In [8]:
import pprint

In [9]:
# corpus

text_corpus = [
    "Human machine interface for lab abc computer applications",
    "A survey of user opinion of computer system response time",
    "The EPS user interface management system",
    "System and human system engineering testing of EPS",
    "Relation of user perceived response time to error measurement",
    "The generation of random binary unordered trees",
    "The intersection graph of paths in trees",
    "Graph minors IV Widths of trees and well quasi ordering",
    "Graph minors A survey",
]

In [10]:
# tokenizer
class WhitespaceTokenizer():
    def tokenize(self, input:str) -> list[str]:
        if isinstance(input, str):
            result = input.split(" ")
        return result

# Text Cleaner
class TextCleaner:
    def __init__(self):
        # Create a set of frequent words
        self.stopwords = set('for a of the and to in'.split(' '))
    def clean_text(self, words:list[str]) -> list[str]:
        # Lowercase each document, split it by white space and filter out stopwords
        words = [word.lower() for word in words if word.lower() not in self.stopwords]
        return words

# filter by frequency
class FilterByFrequency:
    def __init__(self):
        # Count word frequencies
        from collections import defaultdict
        self.frequency_dict = defaultdict(int)

- 과제 1 -
아래 행 가운데 "hiker"라는 문자열이 들어 있는 줄이 몇 개인지 세어 숫자만 답하세요. 대소문자는 구분합니다.

- 제공 자료 -

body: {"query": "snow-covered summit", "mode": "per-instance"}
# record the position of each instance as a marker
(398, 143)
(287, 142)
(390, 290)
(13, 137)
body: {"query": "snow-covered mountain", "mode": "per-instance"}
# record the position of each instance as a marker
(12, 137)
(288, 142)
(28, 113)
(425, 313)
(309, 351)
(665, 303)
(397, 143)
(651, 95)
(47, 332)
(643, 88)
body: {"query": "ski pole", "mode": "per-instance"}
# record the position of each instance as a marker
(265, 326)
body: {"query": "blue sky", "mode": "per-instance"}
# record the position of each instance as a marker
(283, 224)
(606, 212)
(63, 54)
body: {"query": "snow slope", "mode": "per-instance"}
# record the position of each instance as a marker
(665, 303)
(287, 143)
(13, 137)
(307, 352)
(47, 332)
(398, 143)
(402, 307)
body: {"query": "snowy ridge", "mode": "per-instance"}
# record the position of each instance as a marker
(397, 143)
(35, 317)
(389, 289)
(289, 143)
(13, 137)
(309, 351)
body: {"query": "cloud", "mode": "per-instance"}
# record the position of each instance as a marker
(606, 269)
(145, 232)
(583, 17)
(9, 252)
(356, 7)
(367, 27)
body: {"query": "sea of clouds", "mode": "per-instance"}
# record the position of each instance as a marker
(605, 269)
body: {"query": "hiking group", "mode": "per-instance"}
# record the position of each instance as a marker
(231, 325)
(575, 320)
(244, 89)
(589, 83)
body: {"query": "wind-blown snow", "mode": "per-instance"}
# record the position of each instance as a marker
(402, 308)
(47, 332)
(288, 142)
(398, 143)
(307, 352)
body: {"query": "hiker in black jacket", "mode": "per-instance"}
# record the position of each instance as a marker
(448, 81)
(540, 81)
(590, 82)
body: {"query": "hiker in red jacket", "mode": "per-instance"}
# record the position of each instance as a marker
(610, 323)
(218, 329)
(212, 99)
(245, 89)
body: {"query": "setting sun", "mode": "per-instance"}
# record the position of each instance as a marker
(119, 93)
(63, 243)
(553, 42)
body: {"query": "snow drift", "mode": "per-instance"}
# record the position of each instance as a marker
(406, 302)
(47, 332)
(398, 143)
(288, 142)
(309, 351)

- 과제 2 -
위 말뭉치 전처리 코드에서 "# filter by"에서 시작해 "self.frequency_dict = defaultdict(int)"에서 끝나는 부분을 다시 적되, 이름 "frequency_dict"를 "word_counts"로 바꾸세요.

- 전체 답변 1 -
2

- 전체 답변 2 -
# filter by frequency
class FilterByFrequency:
    def __init__(self):
        # Count word frequencies
        from collections import defaultdict
        self.word_counts = defaultdict(int)